• TASK TO CARRY OUT: Rewrite all of the material below, replacing every occurrence of "whole numbers" with "integers" and keeping everything else the same.

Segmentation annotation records
□ □ □ □ □

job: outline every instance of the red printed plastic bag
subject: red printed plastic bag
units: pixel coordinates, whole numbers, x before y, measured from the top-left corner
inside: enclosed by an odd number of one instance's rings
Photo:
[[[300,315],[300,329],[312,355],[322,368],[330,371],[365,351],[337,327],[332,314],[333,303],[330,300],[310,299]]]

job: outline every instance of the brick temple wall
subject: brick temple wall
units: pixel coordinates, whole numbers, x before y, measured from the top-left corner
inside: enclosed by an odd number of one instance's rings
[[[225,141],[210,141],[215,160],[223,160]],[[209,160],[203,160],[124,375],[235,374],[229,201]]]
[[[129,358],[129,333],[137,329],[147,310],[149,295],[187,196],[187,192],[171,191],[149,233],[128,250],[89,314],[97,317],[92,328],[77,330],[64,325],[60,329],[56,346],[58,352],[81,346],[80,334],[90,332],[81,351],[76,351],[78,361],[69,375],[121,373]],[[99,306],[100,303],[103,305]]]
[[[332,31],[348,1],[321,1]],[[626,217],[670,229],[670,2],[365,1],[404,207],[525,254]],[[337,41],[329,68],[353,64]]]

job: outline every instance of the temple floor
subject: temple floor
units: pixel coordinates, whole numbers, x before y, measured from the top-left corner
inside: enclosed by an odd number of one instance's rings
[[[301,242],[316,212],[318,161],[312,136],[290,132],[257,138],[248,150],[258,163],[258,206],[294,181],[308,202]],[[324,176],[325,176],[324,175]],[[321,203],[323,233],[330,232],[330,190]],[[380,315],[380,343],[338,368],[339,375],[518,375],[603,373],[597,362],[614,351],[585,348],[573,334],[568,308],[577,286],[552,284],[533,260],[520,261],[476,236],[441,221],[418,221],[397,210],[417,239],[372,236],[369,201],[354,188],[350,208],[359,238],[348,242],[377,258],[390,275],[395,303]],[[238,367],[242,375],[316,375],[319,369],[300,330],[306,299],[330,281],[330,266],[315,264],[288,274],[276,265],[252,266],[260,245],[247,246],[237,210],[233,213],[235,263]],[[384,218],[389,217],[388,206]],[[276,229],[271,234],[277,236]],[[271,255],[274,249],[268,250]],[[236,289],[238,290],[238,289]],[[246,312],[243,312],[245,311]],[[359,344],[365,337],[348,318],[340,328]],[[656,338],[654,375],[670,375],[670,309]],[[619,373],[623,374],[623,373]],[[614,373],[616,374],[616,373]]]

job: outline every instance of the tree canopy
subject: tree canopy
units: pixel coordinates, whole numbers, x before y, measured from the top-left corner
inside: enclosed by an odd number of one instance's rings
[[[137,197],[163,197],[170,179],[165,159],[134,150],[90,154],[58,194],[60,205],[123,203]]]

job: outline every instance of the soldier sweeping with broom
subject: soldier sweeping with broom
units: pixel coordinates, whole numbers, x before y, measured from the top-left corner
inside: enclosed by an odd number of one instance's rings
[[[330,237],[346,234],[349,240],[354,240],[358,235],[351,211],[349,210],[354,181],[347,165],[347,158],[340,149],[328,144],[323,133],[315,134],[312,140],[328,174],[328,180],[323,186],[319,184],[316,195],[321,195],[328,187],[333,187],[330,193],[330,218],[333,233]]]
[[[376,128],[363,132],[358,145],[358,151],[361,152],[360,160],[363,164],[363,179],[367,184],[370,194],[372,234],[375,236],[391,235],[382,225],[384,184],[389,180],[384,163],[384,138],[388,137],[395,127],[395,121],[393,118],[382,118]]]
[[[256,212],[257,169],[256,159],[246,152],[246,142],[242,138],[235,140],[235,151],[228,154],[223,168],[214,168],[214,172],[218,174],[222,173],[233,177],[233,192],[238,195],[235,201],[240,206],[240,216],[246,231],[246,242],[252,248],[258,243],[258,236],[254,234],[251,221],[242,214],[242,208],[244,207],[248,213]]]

□ □ □ □ □

• COMPLETE ANSWER:
job: outline every instance of the red printed plastic bag
subject: red printed plastic bag
units: pixel coordinates, integers, x before y, measured from the top-left corner
inside: enclosed by an odd number of one instance's rings
Photo:
[[[300,315],[300,329],[312,355],[322,368],[330,371],[365,351],[337,327],[332,314],[333,303],[330,300],[310,299]]]

job: outline every instance of the brick temple wall
subject: brick temple wall
units: pixel coordinates, integers, x before y, measured from the top-left corner
inside: enclosed by an odd number of one instance's rings
[[[225,141],[210,141],[215,160],[223,160]],[[209,160],[203,160],[124,375],[235,374],[229,201]]]
[[[129,358],[129,333],[137,329],[147,310],[149,295],[187,196],[187,192],[171,191],[149,233],[128,250],[89,314],[97,317],[92,328],[77,330],[64,325],[60,329],[56,346],[58,352],[81,346],[80,334],[90,332],[81,351],[76,351],[78,361],[69,375],[121,373]],[[99,306],[100,303],[103,305]]]
[[[332,31],[348,1],[321,1]],[[626,217],[670,229],[670,2],[365,1],[404,207],[525,254]],[[337,41],[329,68],[353,64]]]

job: outline every instance of the temple floor
subject: temple floor
units: pixel coordinates, integers, x before y, measured from the top-left corner
inside: enclosed by an odd number of one instance's rings
[[[301,242],[316,212],[318,161],[312,136],[290,132],[257,138],[248,150],[258,163],[258,206],[294,181],[308,202]],[[324,176],[325,176],[324,175]],[[321,203],[323,233],[330,232],[330,190]],[[380,315],[380,343],[338,368],[339,375],[518,375],[603,373],[597,362],[614,351],[585,348],[573,334],[568,308],[577,286],[552,284],[533,260],[520,261],[476,236],[441,221],[418,221],[397,210],[417,239],[372,236],[369,201],[354,188],[350,208],[359,238],[348,242],[377,258],[390,275],[395,303]],[[238,367],[242,375],[316,375],[319,369],[300,330],[306,299],[330,281],[330,266],[315,264],[288,274],[276,265],[252,266],[260,245],[247,246],[237,210],[233,213],[235,263]],[[384,218],[389,217],[388,206]],[[276,229],[271,234],[277,236]],[[271,255],[274,249],[268,250]],[[236,289],[238,290],[238,289]],[[246,312],[243,312],[245,311]],[[359,344],[365,337],[348,318],[340,328]],[[656,338],[654,375],[670,375],[670,309]],[[619,373],[623,374],[623,373]],[[614,373],[616,374],[616,373]]]

job: outline every instance of the tree canopy
subject: tree canopy
units: pixel coordinates, integers, x before y, measured from the top-left corner
inside: enclosed by an odd number of one instance's rings
[[[137,197],[163,197],[170,179],[165,159],[134,150],[90,154],[58,194],[60,205],[123,203]]]

job: outline every instance of the soldier sweeping with broom
subject: soldier sweeping with broom
units: pixel coordinates, integers, x before y, measured from the top-left corner
inside: enclosed by an odd number of one instance's rings
[[[330,237],[346,234],[349,240],[354,240],[358,235],[351,211],[349,210],[354,181],[347,165],[347,158],[340,149],[328,144],[323,133],[315,134],[312,140],[328,174],[328,180],[323,186],[319,184],[316,195],[321,195],[328,187],[333,187],[330,193],[330,218],[333,233]]]
[[[376,128],[363,132],[358,145],[358,151],[361,152],[360,160],[363,164],[363,179],[367,184],[370,194],[372,234],[375,236],[391,235],[382,225],[384,184],[389,180],[384,163],[384,138],[388,137],[395,127],[395,121],[393,118],[382,118]]]
[[[256,212],[257,169],[256,159],[246,152],[246,142],[242,138],[235,140],[235,151],[228,154],[223,168],[214,168],[214,172],[218,174],[222,173],[233,177],[233,192],[238,195],[235,201],[240,206],[240,216],[246,231],[246,242],[252,248],[258,243],[258,236],[254,234],[251,221],[242,214],[242,208],[244,207],[248,213]]]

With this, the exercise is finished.